++++ Text ++++

# Some good news today



## Remuda1 (Apr 30, 2012)

A new home has been found for eleven of my sheep, the nice ram lamb sold too.  Just when you think they'll never sell. Even my year and a half old ram is going to a new place. I'll be able to turn my new registered ewes and ram out with the rest of the flock that I'm keeping. This will leave me with only one ewe lamb to sell (she's still too young now) and I think four ram lambs. All but one of the rams will have to go to market, I'm sure. I've promised my mother that we will process one lamb for our freezers. She and my dad really enjoy lamb and pay anywhere from $14.99 to $17.99 a pound at the grocery for it. How the heck does it get that high when they only sell for 1.80 to 2.30 (lately) at market??? Such a racquet.  Oh well , I'll think about that another day, lol!


----------



## bonbean01 (Apr 30, 2012)

Good for you!  I love good news


----------



## TexasShepherdess (Apr 30, 2012)

congrats!


----------



## Remuda1 (Apr 30, 2012)

++++ Dataset records ++++

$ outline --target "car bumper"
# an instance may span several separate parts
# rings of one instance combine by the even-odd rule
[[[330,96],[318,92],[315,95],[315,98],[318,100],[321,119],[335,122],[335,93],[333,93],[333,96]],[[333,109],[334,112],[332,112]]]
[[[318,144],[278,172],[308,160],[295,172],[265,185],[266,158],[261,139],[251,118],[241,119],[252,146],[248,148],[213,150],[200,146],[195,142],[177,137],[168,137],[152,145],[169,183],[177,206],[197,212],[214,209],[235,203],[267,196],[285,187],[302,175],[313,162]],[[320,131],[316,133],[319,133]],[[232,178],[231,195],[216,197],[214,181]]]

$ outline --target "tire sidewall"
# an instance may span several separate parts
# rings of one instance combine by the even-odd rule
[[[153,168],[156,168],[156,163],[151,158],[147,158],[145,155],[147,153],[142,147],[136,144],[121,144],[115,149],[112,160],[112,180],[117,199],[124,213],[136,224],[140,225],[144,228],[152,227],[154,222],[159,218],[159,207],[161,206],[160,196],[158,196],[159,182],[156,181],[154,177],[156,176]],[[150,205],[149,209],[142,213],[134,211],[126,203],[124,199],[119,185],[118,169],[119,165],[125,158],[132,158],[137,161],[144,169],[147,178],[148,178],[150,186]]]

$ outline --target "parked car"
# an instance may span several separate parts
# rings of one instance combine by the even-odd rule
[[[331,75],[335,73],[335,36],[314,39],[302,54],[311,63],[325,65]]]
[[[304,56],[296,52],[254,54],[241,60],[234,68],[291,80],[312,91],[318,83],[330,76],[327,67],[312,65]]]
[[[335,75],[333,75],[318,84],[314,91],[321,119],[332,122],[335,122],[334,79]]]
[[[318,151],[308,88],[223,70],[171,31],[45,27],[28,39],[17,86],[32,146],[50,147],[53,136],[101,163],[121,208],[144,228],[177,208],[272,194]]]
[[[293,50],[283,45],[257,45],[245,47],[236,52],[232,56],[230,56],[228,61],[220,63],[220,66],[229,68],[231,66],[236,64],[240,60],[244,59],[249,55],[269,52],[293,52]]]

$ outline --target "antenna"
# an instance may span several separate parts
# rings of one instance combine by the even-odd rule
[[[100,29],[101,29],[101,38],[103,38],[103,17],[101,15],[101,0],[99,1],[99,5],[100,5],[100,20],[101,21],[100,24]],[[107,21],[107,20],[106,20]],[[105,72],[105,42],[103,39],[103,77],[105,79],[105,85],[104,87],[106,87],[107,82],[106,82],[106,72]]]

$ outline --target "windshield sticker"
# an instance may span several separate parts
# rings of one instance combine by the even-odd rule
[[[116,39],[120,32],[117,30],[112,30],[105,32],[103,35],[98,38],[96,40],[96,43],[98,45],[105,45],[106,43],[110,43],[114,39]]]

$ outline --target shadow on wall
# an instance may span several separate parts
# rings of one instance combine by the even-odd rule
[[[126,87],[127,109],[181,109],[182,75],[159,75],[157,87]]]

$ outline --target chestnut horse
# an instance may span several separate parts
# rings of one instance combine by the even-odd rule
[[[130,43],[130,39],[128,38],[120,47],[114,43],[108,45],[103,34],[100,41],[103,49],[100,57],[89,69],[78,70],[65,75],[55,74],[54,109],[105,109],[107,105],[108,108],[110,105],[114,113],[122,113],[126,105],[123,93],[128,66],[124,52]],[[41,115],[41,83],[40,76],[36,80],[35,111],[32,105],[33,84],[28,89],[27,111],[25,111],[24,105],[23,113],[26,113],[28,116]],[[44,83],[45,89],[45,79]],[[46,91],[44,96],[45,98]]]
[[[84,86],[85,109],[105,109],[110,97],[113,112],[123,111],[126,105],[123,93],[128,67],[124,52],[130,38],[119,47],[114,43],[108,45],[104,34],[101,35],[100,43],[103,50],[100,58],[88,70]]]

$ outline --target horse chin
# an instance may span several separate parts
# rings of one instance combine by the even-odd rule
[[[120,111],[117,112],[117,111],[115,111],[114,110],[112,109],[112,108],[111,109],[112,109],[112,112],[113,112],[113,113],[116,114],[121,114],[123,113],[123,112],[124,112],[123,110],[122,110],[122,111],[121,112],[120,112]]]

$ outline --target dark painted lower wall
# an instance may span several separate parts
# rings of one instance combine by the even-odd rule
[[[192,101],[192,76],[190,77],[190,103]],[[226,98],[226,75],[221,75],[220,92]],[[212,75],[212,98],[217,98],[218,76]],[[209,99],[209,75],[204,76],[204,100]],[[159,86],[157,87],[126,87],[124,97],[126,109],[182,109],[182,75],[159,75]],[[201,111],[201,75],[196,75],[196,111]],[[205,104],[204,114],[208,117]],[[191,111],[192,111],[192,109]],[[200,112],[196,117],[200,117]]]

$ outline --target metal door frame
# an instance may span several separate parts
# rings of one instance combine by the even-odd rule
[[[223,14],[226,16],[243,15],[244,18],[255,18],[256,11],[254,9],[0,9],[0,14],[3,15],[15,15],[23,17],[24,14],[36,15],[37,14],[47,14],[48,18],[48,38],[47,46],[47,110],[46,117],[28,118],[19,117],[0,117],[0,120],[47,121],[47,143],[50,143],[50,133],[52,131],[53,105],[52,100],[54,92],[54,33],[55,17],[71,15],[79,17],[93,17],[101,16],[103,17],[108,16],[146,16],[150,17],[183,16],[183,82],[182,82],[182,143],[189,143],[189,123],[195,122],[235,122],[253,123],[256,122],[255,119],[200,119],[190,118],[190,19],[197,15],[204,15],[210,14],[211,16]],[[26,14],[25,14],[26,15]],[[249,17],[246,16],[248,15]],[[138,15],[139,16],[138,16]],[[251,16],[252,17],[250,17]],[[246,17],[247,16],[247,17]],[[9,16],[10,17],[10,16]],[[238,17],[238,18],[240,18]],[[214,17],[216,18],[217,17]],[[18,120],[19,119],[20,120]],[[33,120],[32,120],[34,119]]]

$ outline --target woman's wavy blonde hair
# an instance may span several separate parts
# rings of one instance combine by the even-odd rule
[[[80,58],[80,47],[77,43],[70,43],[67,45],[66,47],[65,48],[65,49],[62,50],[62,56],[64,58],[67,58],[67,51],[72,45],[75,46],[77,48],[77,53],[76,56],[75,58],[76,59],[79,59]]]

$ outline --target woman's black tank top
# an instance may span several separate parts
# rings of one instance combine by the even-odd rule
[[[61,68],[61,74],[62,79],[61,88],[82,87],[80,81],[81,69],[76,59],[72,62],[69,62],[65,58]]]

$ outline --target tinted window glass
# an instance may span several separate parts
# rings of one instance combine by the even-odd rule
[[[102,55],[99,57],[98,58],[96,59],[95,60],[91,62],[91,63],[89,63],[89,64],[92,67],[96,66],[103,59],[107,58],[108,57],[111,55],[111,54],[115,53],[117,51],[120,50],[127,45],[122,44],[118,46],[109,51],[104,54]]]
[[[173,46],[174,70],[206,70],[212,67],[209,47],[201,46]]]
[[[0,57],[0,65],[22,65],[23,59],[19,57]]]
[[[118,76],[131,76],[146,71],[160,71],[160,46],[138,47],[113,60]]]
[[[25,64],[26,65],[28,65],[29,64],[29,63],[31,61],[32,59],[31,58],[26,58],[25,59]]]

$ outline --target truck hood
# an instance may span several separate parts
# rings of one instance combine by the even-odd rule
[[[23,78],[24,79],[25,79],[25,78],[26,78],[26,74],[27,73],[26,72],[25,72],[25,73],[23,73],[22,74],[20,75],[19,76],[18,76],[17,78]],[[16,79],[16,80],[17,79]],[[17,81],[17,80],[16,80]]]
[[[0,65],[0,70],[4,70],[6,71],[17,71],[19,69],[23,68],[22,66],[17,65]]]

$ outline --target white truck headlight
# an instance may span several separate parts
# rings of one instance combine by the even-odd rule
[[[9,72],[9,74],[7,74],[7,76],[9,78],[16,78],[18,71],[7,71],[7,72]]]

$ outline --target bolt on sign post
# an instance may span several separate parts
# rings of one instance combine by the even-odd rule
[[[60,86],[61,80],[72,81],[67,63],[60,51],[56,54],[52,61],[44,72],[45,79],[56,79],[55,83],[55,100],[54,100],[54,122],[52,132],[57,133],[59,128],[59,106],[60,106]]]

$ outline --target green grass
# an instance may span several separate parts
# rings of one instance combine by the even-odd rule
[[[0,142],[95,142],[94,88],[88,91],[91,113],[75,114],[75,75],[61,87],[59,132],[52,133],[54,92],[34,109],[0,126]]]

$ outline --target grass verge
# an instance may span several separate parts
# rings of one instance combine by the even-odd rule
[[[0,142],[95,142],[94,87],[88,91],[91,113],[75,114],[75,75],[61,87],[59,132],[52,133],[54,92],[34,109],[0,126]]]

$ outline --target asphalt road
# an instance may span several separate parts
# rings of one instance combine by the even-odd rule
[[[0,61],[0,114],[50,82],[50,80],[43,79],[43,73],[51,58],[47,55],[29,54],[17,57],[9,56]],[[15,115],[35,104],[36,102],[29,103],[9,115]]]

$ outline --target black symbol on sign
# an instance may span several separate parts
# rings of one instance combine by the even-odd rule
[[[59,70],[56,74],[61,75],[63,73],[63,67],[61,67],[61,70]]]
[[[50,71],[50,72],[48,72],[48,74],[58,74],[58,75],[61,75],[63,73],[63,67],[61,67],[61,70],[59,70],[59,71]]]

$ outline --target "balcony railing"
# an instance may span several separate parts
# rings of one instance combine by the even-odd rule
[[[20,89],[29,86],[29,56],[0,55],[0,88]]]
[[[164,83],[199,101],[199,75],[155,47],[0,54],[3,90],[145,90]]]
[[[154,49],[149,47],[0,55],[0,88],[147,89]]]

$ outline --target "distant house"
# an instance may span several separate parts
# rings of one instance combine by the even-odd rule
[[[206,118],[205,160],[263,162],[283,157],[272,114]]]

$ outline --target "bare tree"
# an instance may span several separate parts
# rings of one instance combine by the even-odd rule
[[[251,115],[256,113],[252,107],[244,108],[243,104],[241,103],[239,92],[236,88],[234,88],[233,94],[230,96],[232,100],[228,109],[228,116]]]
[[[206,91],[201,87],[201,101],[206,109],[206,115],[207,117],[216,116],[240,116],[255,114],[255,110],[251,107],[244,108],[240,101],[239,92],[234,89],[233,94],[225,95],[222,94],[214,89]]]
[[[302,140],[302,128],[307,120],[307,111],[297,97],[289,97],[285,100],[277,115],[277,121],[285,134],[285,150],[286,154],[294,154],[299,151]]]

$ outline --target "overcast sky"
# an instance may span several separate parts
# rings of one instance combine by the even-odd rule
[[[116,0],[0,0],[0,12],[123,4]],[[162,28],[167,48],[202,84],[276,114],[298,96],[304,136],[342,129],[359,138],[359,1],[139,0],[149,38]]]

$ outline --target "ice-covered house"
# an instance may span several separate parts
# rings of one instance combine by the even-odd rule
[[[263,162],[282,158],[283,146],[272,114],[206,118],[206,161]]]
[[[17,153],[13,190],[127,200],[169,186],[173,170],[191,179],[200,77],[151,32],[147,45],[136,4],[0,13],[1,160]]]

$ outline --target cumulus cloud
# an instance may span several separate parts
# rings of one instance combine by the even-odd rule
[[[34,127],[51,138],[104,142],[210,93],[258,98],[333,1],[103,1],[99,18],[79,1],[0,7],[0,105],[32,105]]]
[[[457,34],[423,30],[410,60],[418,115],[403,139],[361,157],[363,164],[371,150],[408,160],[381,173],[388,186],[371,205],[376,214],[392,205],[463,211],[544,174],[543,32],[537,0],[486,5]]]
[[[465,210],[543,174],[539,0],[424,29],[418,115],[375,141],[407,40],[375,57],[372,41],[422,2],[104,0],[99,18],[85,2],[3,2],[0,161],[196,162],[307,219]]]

++++

Exercise instructions:
[1] From the forum thread about selling sheep, reproduce the passage that runs from "# Some good" up to and including "another day, lol!".
[2] Using the forum thread about selling sheep, decide whether each statement agrees with it. Answer yes or no, and quote the deciding words. (a) The ram lamb was sold. (b) The poster expects to keep all four ram lambs. (c) The poster's parents pay between $14.99 and $17.99 a pound for lamb at the grocery.
[3] Translate this sentence from the forum thread about selling sheep into Spanish: "I've promised my mother that we will process one lamb for our freezers."

List of solutions:
[1]
# Some good news today



## Remuda1 (Apr 30, 2012)

A new home has been found for eleven of my sheep, the nice ram lamb sold too.  Just when you think they'll never sell. Even my year and a half old ram is going to a new place. I'll be able to turn my new registered ewes and ram out with the rest of the flock that I'm keeping. This will leave me with only one ewe lamb to sell (she's still too young now) and I think four ram lambs. All but one of the rams will have to go to market, I'm sure. I've promised my mother that we will process one lamb for our freezers. She and my dad really enjoy lamb and pay anywhere from $14.99 to $17.99 a pound at the grocery for it. How the heck does it get that high when they only sell for 1.80 to 2.30 (lately) at market??? Such a racquet.  Oh well , I'll think about that another day, lol!

[2]
(a) Yes: "the nice ram lamb sold too"
(b) No: "All but one of the rams will have to go to market, I'm sure."
(c) Yes: "pay anywhere from $14.99 to $17.99 a pound at the grocery for it"

[3] Le he prometido a mi madre que procesaremos un cordero para nuestros congeladores.